**** Seçilmiş Bölüm

Türkiye karanlık planları bozdu!
Söyleşi: Özlem DOĞAN
‘Tarih tekerrürden ibarettir’ sözünden yola çıkıldığında tarihin akışında bazı şeylerin değişmediği muhakkak. Osmanlı’dan günümüze uzanan bir tahlil yaptığımız zaman Osmanlı dönemindeki ismiyle Düveli Muazzama (İngiltere, Fransa, Almanya ve Rusya) şimdi de ABD ve Avrupa ülkelerinin gözünün hâlâ Ortadoğu topraklarında olduğu apaçık ortada. Filistin, Irak ve yıllardır süren savaşla paramparça olan Suriye’nin halinden sorumlu olan ülkeler, 1.Dünya Savaşı’nda Osmanlı topraklarını paylaşan ülkelerle aynı hedefi güdenlerin devamı. Cumhurbaşkanı Erdoğan, geçtiğimiz hafta Le Figaro için kaleme aldığı makalede "Bölgemizde yeni Sykes-Picot paylaşımlarının yapılmasına izin vermeyeceğiz" mesajı vermişti. Biz de bu mesajdan yola çıkarak tarihin ışığında bulunduğumuz coğrafyada yaşananların dünü ve bugününü Tarihçi Yazar Ahmet Anapalı ile konuştuk.

********
**** Verilen Malzeme

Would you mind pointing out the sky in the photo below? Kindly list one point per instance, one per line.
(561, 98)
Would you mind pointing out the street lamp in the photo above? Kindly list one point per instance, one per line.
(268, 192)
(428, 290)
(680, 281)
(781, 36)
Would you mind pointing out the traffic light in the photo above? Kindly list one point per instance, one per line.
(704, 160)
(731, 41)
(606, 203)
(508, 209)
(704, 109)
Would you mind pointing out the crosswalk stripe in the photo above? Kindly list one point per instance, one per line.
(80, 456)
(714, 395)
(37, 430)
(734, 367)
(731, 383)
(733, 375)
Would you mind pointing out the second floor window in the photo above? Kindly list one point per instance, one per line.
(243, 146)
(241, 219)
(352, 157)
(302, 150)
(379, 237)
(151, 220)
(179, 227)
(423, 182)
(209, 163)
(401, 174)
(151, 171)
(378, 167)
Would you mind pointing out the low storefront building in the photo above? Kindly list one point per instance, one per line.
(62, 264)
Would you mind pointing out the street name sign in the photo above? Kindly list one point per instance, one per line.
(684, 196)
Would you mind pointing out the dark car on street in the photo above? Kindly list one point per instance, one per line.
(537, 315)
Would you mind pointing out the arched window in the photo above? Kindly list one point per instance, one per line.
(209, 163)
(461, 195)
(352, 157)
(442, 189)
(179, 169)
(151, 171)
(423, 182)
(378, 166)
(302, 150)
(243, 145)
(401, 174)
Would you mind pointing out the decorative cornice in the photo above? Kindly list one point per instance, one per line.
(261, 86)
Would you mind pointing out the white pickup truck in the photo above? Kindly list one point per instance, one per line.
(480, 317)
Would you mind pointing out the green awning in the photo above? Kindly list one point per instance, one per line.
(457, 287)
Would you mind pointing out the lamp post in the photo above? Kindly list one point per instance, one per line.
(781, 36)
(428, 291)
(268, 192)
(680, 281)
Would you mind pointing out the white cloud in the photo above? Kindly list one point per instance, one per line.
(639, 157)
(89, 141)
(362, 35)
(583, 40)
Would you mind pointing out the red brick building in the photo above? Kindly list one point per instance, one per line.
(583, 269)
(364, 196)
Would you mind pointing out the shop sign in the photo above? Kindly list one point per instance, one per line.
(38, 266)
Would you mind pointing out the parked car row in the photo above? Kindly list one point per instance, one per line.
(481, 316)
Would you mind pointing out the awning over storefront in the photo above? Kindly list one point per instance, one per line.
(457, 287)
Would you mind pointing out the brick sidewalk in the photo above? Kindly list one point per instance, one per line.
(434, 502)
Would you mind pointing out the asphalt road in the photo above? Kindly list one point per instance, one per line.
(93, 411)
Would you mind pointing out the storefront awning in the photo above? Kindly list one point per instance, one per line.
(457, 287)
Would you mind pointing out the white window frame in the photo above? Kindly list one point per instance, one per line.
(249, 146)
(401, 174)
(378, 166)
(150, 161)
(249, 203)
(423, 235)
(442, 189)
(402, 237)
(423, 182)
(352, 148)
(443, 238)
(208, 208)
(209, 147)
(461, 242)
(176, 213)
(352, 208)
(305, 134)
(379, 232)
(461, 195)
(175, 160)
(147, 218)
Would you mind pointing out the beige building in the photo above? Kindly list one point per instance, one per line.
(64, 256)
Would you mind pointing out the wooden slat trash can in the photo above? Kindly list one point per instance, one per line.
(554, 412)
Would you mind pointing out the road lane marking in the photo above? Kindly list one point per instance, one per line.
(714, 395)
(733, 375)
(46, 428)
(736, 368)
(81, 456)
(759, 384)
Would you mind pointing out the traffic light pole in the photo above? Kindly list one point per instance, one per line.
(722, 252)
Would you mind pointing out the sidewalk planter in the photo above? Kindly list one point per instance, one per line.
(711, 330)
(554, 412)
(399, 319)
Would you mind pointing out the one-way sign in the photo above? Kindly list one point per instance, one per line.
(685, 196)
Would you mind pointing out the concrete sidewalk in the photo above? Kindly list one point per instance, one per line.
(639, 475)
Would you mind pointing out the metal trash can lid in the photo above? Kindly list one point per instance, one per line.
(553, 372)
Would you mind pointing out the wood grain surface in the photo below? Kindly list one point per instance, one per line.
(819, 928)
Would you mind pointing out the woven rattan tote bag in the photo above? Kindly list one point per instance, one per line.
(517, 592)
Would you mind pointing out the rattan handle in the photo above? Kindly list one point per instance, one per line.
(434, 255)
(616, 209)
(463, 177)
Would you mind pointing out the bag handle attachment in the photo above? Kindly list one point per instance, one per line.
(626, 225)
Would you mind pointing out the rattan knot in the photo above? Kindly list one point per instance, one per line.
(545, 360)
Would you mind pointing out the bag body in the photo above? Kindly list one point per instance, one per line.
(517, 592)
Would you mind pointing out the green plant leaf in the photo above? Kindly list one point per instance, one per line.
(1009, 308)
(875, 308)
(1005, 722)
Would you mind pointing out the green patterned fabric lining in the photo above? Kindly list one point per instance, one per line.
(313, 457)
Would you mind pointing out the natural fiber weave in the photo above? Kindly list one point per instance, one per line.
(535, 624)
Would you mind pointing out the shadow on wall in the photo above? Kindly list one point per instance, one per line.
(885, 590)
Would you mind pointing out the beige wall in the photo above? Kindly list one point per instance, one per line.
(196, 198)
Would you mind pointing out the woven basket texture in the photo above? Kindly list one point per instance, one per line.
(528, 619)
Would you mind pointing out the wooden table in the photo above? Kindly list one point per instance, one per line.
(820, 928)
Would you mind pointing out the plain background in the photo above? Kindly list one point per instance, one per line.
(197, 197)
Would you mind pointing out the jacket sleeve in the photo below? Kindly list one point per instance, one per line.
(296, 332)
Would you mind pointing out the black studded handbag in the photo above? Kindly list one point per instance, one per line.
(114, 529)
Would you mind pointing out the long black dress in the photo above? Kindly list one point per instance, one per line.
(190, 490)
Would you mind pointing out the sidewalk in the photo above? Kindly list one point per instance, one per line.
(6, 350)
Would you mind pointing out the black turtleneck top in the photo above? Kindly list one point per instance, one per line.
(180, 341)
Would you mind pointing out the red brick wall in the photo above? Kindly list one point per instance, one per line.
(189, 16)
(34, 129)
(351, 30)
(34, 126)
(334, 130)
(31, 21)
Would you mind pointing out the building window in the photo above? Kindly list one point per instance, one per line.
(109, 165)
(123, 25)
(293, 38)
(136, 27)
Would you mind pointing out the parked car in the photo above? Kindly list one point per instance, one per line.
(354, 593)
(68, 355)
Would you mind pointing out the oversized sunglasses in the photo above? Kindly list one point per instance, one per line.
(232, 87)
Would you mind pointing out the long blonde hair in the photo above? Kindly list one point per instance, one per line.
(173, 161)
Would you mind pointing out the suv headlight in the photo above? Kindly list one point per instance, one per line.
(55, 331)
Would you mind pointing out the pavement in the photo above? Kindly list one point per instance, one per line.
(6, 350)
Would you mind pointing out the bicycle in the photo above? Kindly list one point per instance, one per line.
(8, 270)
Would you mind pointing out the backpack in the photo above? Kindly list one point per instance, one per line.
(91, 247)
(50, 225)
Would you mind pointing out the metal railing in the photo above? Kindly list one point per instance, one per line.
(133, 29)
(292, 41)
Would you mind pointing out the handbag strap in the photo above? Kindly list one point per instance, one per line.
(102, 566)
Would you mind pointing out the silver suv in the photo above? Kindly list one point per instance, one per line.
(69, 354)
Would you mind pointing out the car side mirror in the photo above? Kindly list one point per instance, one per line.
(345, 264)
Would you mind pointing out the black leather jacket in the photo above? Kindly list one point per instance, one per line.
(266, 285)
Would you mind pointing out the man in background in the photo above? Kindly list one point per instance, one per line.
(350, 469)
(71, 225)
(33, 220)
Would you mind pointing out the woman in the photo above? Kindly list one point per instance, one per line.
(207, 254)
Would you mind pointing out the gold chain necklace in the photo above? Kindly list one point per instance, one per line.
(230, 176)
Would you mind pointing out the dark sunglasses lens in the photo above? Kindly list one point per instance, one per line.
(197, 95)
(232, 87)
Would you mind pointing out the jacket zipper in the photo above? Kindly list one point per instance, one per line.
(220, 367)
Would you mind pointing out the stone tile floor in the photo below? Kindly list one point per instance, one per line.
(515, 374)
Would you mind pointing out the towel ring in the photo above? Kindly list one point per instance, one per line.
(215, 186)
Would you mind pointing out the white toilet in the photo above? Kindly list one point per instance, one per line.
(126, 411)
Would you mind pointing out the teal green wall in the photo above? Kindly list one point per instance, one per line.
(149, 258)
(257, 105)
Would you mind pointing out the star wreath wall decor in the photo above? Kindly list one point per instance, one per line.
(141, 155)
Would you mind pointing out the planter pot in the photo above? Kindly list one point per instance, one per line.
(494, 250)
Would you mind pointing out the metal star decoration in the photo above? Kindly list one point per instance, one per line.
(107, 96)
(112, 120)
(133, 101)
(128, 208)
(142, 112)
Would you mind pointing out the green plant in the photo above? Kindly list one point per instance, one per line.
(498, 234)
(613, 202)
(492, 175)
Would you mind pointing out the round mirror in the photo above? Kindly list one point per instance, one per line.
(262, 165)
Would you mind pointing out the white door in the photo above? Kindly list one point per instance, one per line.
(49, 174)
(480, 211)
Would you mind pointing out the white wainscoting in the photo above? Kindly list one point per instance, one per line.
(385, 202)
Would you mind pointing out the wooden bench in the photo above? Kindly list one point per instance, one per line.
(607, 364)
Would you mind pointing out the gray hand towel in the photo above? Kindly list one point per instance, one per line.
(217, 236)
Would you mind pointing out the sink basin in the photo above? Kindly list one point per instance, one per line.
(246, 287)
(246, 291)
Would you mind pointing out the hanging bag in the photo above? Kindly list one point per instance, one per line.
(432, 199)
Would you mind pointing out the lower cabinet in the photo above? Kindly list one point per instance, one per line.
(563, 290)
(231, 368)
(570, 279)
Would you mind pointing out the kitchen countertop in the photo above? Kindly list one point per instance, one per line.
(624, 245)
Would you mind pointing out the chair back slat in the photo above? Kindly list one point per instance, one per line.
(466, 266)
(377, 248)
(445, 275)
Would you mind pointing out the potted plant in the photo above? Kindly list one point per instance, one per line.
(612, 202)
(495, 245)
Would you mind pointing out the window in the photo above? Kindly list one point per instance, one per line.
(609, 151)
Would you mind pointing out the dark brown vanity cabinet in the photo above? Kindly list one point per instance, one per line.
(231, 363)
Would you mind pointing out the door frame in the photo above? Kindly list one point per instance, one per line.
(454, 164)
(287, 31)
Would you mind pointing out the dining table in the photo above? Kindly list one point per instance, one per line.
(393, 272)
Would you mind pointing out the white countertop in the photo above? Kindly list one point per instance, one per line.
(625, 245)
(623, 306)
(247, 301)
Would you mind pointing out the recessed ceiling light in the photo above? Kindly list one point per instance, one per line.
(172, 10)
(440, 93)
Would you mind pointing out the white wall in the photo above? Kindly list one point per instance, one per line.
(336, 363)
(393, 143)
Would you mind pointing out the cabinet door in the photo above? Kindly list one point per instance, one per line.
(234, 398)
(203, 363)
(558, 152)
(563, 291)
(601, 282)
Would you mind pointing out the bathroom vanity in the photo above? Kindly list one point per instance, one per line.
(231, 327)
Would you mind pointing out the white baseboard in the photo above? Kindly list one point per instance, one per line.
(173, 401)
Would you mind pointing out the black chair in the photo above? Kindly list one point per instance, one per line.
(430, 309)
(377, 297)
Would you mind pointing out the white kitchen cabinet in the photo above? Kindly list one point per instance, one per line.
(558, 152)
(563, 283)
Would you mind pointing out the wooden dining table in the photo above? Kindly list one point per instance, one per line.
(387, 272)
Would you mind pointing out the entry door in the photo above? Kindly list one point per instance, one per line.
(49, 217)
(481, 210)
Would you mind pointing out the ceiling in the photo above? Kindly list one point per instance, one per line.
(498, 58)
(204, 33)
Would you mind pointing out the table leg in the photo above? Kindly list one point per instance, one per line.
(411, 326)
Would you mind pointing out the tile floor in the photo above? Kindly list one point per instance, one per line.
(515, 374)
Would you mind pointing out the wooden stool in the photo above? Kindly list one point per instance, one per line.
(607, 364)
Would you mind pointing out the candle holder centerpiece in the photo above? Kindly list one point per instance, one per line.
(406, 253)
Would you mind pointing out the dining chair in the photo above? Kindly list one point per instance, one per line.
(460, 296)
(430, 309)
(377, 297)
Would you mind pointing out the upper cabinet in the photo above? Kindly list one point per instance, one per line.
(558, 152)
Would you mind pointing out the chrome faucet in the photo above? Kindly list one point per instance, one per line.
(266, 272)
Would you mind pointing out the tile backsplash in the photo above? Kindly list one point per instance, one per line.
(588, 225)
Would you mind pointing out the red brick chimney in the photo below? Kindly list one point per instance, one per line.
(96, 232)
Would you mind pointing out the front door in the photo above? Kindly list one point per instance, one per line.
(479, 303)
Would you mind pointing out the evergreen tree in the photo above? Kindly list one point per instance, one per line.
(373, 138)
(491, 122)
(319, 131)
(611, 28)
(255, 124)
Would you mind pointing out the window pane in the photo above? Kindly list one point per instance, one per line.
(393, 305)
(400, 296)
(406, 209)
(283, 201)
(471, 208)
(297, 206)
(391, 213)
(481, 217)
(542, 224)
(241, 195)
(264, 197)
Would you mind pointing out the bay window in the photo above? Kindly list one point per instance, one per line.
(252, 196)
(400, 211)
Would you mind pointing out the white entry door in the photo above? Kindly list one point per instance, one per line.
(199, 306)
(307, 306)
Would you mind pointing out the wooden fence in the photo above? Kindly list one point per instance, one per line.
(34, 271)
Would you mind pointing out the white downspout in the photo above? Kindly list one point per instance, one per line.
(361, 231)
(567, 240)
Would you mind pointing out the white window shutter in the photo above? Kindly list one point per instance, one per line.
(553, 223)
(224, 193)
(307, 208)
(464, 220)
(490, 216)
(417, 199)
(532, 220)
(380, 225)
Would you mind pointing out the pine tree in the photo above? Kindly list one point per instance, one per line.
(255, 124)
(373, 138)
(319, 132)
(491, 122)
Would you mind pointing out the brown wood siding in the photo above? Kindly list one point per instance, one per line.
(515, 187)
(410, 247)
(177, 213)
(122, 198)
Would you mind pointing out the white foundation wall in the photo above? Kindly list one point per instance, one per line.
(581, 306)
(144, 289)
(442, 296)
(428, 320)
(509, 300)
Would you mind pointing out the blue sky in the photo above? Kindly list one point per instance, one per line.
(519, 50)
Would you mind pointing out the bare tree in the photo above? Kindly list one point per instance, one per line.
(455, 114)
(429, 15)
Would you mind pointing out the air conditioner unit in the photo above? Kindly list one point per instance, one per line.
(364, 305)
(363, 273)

********

* **Alıştırma Seti**
**A)** Seçilmiş bölüme göre Cumhurbaşkanı Erdoğan makalesini hangi yayın için kaleme almıştı?
**B)** Seçilmiş bölümde "Türkiye karanlık planları" sözlerinden "Anapalı ile konuştuk." sözlerine kadar olan kısmı hiçbir değişiklik yapmadan yazın.

* **Görev Yanıtları**
**A)** Le Figaro için kaleme almıştı.

**B)**
Türkiye karanlık planları bozdu!
Söyleşi: Özlem DOĞAN
‘Tarih tekerrürden ibarettir’ sözünden yola çıkıldığında tarihin akışında bazı şeylerin değişmediği muhakkak. Osmanlı’dan günümüze uzanan bir tahlil yaptığımız zaman Osmanlı dönemindeki ismiyle Düveli Muazzama (İngiltere, Fransa, Almanya ve Rusya) şimdi de ABD ve Avrupa ülkelerinin gözünün hâlâ Ortadoğu topraklarında olduğu apaçık ortada. Filistin, Irak ve yıllardır süren savaşla paramparça olan Suriye’nin halinden sorumlu olan ülkeler, 1.Dünya Savaşı’nda Osmanlı topraklarını paylaşan ülkelerle aynı hedefi güdenlerin devamı. Cumhurbaşkanı Erdoğan, geçtiğimiz hafta Le Figaro için kaleme aldığı makalede "Bölgemizde yeni Sykes-Picot paylaşımlarının yapılmasına izin vermeyeceğiz" mesajı vermişti. Biz de bu mesajdan yola çıkarak tarihin ışığında bulunduğumuz coğrafyada yaşananların dünü ve bugününü Tarihçi Yazar Ahmet Anapalı ile konuştuk.